**TASK REQUIREMENTS**
With the pictures set aside, return the lines below exactly, beginning at the first and ending at the line containing "Indicate each instance of the brick".

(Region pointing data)
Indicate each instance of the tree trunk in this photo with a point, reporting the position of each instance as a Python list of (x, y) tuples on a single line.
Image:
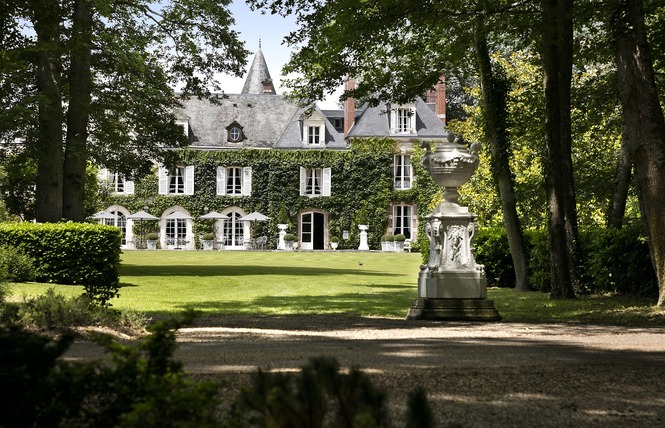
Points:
[(494, 91), (644, 124), (617, 209), (80, 88), (557, 91), (48, 200)]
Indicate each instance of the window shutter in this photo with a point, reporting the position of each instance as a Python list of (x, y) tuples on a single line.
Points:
[(129, 187), (326, 181), (163, 176), (303, 180), (221, 180), (247, 181), (189, 180)]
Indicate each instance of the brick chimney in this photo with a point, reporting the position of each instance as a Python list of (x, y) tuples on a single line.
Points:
[(349, 107), (440, 103)]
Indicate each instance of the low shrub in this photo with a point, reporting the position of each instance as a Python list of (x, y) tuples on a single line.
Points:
[(55, 312), (16, 265), (614, 260), (71, 253)]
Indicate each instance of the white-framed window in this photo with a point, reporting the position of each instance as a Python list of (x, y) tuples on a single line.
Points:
[(315, 181), (314, 130), (234, 180), (119, 221), (403, 172), (116, 183), (403, 220), (313, 135), (403, 119), (176, 181)]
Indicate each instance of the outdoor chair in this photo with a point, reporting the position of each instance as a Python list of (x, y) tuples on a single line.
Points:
[(261, 242)]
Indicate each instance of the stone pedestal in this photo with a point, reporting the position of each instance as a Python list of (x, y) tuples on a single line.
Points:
[(451, 286), (453, 310)]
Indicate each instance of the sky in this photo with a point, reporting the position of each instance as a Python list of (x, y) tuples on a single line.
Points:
[(271, 30)]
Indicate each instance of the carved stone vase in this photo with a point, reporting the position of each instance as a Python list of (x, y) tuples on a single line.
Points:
[(452, 286)]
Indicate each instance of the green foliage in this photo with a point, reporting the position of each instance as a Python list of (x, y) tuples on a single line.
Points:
[(71, 253), (56, 313), (356, 196), (16, 265), (617, 260)]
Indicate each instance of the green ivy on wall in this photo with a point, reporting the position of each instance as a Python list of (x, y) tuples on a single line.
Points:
[(361, 177)]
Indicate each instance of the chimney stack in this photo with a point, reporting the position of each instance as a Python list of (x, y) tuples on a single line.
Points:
[(349, 107), (440, 106)]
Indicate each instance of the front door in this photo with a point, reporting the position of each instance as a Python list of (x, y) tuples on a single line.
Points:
[(312, 227)]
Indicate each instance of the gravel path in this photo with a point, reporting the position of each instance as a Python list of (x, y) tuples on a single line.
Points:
[(476, 374)]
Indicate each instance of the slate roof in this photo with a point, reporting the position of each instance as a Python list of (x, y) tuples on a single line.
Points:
[(270, 121), (373, 122)]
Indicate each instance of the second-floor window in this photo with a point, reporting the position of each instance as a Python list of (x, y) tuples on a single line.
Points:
[(313, 135), (234, 180), (176, 181), (403, 174), (315, 181)]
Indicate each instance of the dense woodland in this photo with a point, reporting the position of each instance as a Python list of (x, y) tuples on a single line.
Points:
[(566, 97)]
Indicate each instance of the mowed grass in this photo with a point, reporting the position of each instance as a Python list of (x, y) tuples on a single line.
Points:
[(352, 283)]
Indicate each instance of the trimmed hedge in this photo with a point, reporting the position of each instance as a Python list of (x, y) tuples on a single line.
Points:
[(70, 253), (614, 260)]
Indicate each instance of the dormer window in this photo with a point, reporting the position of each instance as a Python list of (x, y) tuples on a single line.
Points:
[(234, 133), (314, 130), (403, 119)]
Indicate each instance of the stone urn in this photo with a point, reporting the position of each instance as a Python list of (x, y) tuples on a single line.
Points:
[(452, 286), (451, 165)]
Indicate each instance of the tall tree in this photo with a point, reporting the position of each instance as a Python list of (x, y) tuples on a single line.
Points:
[(495, 87), (644, 123), (104, 70)]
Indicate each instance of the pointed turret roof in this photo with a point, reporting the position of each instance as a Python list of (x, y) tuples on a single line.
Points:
[(258, 79)]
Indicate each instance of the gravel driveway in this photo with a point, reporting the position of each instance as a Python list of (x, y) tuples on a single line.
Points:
[(476, 374)]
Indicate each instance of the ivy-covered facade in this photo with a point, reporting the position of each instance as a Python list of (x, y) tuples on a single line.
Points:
[(322, 172)]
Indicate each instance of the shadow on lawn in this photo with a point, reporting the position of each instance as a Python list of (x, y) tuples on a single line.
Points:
[(189, 270)]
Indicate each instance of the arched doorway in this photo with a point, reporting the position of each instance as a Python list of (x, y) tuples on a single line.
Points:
[(313, 230), (233, 229)]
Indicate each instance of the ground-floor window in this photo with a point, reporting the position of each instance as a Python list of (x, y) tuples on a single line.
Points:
[(233, 230), (176, 231), (402, 220), (119, 221)]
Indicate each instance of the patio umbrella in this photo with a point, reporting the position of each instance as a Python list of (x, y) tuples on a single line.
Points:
[(213, 215), (255, 216), (178, 214), (103, 215), (140, 216)]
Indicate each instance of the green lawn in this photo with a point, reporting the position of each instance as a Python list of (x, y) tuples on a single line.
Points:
[(282, 283)]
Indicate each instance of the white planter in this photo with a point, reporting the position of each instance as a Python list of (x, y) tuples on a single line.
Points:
[(363, 238), (282, 233)]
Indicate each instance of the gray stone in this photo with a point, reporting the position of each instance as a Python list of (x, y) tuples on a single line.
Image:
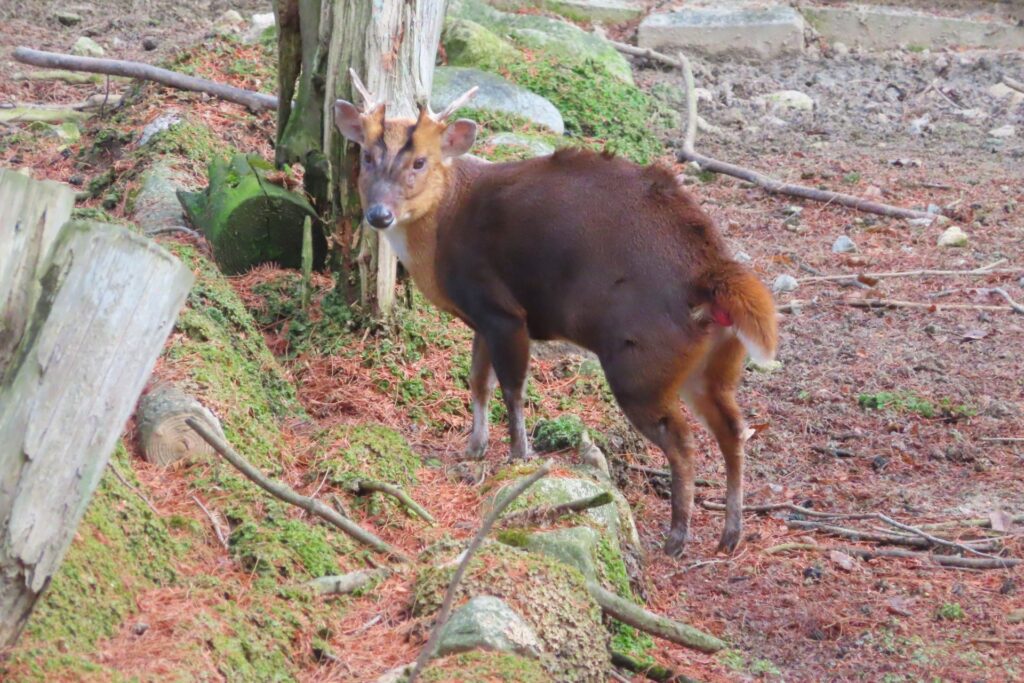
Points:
[(576, 546), (786, 100), (87, 47), (784, 284), (69, 18), (876, 28), (732, 30), (844, 245), (952, 237), (496, 94), (535, 146), (486, 623), (565, 41)]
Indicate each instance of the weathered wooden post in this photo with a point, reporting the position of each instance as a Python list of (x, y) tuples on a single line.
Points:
[(85, 309)]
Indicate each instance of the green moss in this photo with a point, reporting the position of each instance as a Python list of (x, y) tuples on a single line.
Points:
[(121, 549), (550, 596), (478, 666)]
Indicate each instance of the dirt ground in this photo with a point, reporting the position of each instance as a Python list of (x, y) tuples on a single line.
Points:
[(897, 411)]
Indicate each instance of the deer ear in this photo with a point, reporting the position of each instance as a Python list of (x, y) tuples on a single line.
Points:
[(348, 120), (458, 137)]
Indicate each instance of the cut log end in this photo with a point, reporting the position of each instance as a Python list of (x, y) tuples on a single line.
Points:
[(165, 436)]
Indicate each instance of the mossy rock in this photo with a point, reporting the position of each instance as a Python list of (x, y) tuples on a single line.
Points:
[(484, 667), (249, 219), (550, 596), (560, 39)]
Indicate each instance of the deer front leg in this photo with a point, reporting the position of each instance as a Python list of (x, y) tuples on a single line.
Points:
[(481, 385)]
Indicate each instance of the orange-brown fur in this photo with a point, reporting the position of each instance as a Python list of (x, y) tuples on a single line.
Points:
[(593, 249)]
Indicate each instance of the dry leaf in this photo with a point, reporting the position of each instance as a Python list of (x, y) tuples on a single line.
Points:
[(1000, 520), (843, 560)]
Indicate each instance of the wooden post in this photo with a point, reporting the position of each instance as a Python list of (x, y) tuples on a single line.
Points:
[(86, 310)]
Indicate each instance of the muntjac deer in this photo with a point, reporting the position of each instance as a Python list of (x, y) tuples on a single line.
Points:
[(578, 246)]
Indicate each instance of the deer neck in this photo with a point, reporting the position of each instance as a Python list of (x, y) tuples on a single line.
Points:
[(415, 242)]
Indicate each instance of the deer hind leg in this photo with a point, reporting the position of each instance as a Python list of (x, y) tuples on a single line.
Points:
[(508, 342), (481, 384), (710, 392)]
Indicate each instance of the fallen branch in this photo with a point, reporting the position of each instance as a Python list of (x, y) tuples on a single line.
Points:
[(488, 521), (896, 303), (213, 521), (918, 541), (653, 471), (256, 101), (943, 560), (547, 514), (364, 486), (346, 584), (648, 622), (768, 183), (289, 495), (983, 270)]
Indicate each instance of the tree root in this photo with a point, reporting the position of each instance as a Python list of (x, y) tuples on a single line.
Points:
[(289, 495)]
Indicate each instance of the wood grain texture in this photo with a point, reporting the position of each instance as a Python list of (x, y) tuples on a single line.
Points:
[(108, 299)]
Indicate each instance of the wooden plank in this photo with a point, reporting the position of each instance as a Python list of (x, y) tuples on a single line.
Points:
[(108, 301)]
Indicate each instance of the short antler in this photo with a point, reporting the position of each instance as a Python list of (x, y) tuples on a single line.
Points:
[(368, 98)]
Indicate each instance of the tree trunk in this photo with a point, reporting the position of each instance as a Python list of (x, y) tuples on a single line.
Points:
[(392, 44), (89, 308)]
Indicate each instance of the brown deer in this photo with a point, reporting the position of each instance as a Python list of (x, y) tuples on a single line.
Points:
[(577, 246)]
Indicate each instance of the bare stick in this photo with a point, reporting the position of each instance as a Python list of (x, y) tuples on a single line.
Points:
[(346, 584), (546, 514), (289, 495), (916, 541), (769, 184), (645, 52), (213, 521), (896, 303), (943, 560), (983, 270), (363, 486), (648, 622), (256, 101), (488, 521)]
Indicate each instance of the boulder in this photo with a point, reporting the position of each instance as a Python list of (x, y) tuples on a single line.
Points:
[(496, 94), (487, 623), (565, 41), (728, 31)]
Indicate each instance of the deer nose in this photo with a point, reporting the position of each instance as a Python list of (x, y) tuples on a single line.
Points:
[(380, 216)]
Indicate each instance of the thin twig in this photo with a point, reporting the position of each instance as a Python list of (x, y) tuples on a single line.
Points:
[(363, 486), (213, 521), (547, 514), (769, 184), (289, 495), (257, 101), (983, 270), (132, 488), (488, 521)]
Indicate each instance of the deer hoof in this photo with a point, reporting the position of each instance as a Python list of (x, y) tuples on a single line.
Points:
[(729, 541), (675, 545)]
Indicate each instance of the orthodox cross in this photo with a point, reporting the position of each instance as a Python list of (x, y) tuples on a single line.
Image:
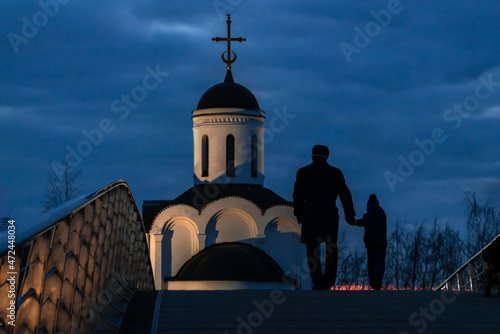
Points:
[(229, 60)]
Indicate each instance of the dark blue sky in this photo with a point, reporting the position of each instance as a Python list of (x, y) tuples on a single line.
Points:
[(387, 85)]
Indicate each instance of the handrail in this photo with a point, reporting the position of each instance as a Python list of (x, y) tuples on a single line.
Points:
[(53, 216), (77, 266), (473, 284)]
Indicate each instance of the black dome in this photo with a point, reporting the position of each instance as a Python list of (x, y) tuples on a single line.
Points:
[(228, 94), (232, 261)]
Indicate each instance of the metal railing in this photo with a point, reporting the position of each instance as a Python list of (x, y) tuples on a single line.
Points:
[(77, 267), (471, 276)]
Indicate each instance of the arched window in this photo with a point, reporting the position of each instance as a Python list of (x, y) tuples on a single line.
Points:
[(204, 156), (254, 157), (230, 155)]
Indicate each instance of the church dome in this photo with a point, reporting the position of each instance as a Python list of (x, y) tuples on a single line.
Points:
[(228, 94), (232, 261)]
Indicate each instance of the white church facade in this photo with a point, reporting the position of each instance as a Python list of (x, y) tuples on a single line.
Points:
[(228, 202)]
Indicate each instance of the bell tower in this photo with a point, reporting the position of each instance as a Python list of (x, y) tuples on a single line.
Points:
[(228, 130)]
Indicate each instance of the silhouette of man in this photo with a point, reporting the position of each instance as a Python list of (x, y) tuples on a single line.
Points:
[(314, 196)]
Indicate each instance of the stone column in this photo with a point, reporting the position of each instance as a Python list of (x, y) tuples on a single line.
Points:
[(201, 242)]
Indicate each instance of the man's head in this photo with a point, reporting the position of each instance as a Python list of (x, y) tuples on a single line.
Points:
[(320, 153), (372, 202)]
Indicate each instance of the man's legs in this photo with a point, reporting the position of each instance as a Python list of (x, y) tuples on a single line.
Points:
[(376, 266), (314, 261), (330, 263)]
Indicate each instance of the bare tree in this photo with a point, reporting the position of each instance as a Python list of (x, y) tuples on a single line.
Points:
[(483, 223), (62, 185)]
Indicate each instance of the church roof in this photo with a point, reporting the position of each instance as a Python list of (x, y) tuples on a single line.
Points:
[(232, 261), (201, 196), (228, 94)]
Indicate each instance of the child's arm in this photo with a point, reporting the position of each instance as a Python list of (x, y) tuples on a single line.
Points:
[(361, 222)]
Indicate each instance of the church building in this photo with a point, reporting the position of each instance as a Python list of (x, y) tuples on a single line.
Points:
[(228, 203)]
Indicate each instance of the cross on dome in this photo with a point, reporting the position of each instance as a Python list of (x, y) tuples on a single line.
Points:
[(229, 39)]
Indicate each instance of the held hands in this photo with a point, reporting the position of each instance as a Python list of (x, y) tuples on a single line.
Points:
[(353, 222)]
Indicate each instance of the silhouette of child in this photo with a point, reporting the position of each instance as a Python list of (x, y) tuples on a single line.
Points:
[(375, 223)]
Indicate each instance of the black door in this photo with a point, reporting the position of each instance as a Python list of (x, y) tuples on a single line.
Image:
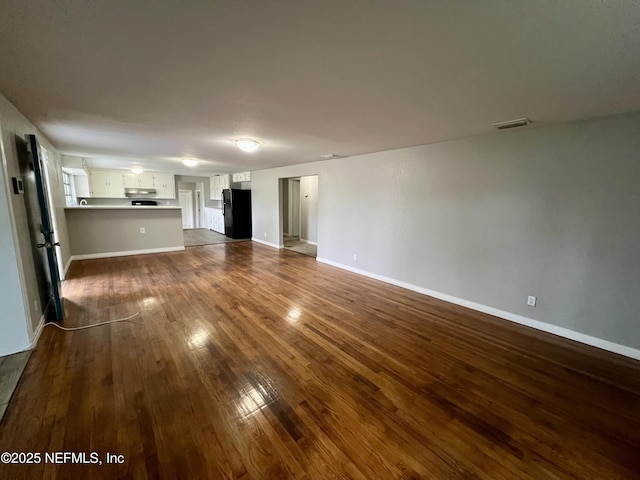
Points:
[(40, 227)]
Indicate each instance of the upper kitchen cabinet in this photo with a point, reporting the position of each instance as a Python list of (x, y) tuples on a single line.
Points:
[(242, 177), (165, 185), (106, 184), (135, 180), (217, 183)]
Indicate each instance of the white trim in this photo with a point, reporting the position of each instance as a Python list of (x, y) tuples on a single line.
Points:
[(16, 240), (87, 256), (269, 244), (545, 327), (36, 335), (66, 267)]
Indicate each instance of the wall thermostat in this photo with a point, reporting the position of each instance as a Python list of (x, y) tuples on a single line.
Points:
[(18, 185)]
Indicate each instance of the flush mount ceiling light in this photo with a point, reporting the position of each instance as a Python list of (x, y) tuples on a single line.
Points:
[(248, 145), (190, 162), (518, 122)]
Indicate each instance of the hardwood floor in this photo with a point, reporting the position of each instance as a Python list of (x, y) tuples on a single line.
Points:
[(249, 362)]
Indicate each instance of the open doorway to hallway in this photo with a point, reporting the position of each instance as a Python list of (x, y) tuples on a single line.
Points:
[(299, 214)]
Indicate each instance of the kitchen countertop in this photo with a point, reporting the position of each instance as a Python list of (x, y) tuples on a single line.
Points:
[(123, 207)]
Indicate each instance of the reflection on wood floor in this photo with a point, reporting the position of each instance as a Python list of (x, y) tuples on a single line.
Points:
[(11, 368), (256, 363)]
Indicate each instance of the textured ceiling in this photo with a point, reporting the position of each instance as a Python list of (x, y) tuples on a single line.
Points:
[(150, 82)]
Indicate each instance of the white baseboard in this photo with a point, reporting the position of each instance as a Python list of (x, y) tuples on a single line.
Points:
[(36, 334), (545, 327), (269, 244), (87, 256)]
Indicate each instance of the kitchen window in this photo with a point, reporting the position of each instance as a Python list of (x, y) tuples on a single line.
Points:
[(69, 195)]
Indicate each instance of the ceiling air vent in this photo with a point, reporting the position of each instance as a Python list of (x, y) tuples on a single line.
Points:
[(518, 122)]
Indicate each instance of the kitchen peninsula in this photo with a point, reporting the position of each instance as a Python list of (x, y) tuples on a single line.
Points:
[(98, 231)]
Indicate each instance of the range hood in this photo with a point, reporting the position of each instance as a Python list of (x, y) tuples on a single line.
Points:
[(140, 192)]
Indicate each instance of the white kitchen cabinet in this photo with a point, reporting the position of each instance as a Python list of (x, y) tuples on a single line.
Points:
[(242, 177), (106, 184), (137, 180), (81, 184), (217, 183), (165, 185)]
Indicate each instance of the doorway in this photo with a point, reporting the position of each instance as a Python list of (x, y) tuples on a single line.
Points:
[(299, 214), (185, 198)]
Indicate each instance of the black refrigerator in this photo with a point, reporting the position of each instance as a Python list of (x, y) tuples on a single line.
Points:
[(236, 208)]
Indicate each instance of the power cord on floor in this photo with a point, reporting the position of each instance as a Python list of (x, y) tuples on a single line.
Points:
[(70, 329)]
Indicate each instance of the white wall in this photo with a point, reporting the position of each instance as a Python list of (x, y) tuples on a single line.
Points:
[(13, 321), (13, 124), (117, 230), (551, 212), (309, 208)]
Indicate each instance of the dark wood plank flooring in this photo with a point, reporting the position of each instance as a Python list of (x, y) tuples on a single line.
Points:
[(253, 363)]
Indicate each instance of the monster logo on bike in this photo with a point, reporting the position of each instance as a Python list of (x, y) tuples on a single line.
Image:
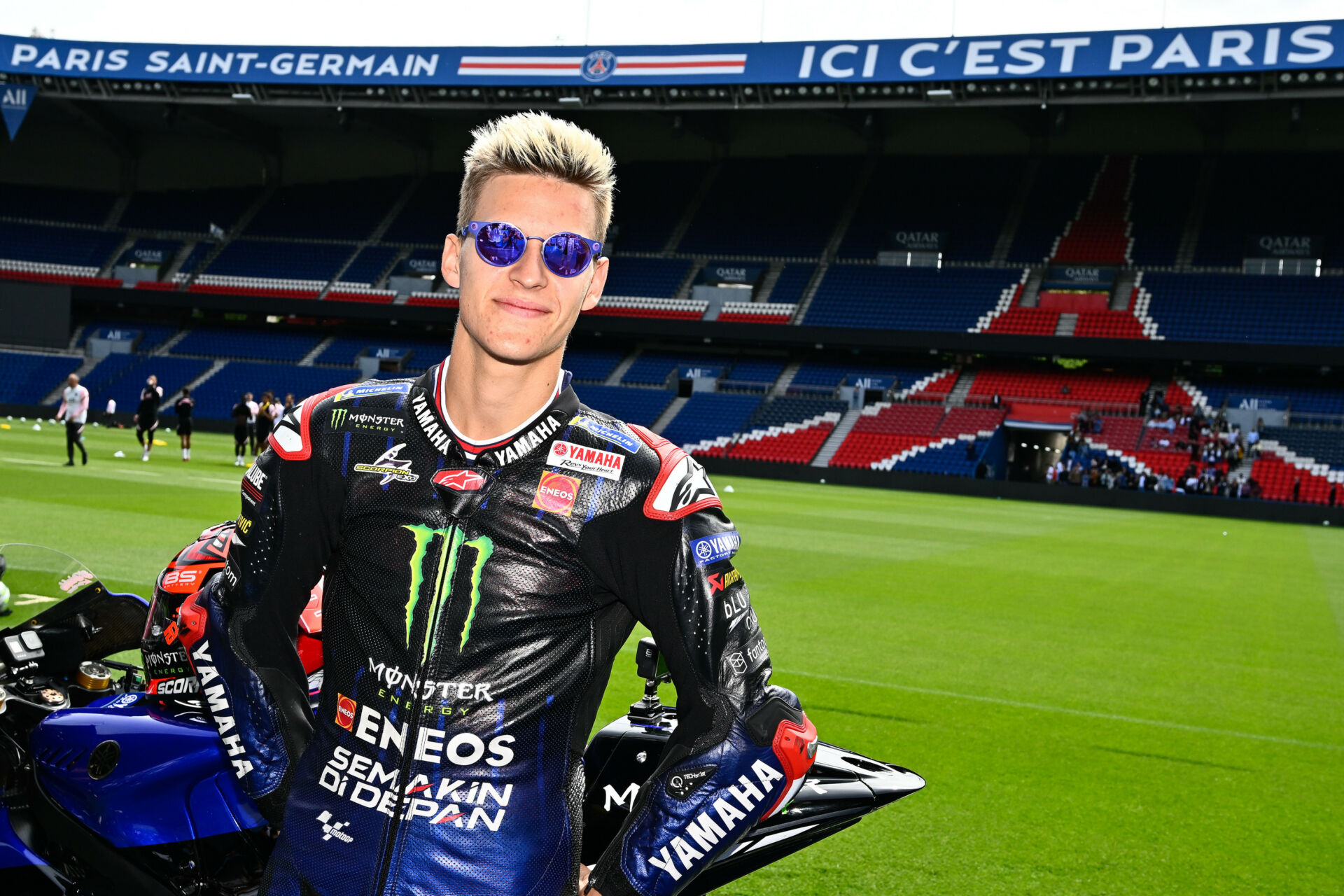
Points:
[(451, 545)]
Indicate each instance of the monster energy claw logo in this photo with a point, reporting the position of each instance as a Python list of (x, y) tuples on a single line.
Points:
[(451, 546)]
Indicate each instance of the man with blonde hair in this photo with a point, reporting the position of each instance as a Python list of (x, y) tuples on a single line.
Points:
[(488, 545)]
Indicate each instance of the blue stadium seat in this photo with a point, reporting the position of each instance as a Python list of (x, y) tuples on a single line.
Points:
[(280, 261), (631, 405), (772, 207), (369, 265), (652, 277), (27, 379), (248, 344), (337, 210), (190, 211), (1060, 184), (1242, 308), (1159, 203), (55, 203), (650, 200), (967, 199), (708, 415), (792, 281), (57, 245), (911, 298)]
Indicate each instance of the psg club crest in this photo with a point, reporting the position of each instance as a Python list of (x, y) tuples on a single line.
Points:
[(598, 65)]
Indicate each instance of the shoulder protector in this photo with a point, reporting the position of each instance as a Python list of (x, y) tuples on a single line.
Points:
[(682, 486)]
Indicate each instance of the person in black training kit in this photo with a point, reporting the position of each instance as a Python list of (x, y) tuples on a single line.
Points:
[(147, 415), (265, 419), (183, 409), (241, 415), (488, 545)]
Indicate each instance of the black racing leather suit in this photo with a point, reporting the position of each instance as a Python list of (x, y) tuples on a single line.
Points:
[(472, 613)]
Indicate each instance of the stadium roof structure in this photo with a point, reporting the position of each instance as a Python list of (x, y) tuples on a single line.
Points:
[(1164, 65)]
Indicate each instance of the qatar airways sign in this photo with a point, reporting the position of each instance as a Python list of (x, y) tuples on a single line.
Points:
[(1254, 48)]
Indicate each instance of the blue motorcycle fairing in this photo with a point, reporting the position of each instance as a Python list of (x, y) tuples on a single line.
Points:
[(169, 782)]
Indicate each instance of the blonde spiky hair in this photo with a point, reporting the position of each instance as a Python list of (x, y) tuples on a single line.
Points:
[(533, 143)]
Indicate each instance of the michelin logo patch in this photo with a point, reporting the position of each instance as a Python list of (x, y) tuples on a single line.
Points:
[(372, 388), (713, 548), (616, 437)]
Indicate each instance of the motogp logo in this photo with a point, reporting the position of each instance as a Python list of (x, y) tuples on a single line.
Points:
[(598, 65)]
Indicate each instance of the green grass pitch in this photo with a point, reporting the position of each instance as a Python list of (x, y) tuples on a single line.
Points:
[(1102, 701)]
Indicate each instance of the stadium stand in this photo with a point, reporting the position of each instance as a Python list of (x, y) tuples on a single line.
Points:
[(1270, 194), (781, 207), (1160, 200), (343, 210), (965, 200), (654, 368), (55, 203), (647, 277), (793, 280), (640, 406), (650, 202), (708, 419), (1062, 183), (190, 211), (1238, 308), (430, 213), (27, 379), (1100, 232), (785, 430), (76, 248), (1060, 387), (248, 344), (913, 298), (369, 265)]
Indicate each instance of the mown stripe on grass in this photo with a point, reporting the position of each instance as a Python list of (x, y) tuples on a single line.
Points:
[(1089, 713)]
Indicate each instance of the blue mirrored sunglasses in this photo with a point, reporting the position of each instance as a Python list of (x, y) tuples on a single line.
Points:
[(500, 244)]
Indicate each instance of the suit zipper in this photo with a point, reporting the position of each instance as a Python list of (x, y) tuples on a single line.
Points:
[(417, 713)]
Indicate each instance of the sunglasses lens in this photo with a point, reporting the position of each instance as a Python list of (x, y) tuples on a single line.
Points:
[(566, 254), (500, 245)]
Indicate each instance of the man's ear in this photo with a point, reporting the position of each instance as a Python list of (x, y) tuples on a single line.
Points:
[(452, 261), (594, 293)]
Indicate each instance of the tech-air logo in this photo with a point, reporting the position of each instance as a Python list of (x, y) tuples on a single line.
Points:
[(451, 543), (343, 418)]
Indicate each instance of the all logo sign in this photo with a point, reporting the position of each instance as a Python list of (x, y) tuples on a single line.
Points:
[(15, 101)]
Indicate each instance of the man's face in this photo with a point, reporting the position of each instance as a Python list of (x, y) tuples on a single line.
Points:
[(524, 312)]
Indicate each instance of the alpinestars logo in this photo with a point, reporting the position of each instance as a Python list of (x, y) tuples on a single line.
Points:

**RESPONSE FOR THIS EXERCISE**
Indicate each instance of the tree trunk in this photo with a point, reporting the position of each instance as a Python list of (x, y) tuples on a single line.
Image:
Points:
[(494, 91), (644, 124), (617, 209), (80, 88), (557, 91), (48, 200)]
Indicate each instance of the window shutter in this photo with a point, reporting the position of each instance as a Python list of (x, y) tuples on a single line.
Points:
[(129, 187), (326, 181), (163, 176), (303, 180), (221, 180), (247, 181), (189, 180)]
Indicate each instance of the brick chimney in this photo with a point, reporting the position of each instance as a Python list of (x, y) tuples on a single line.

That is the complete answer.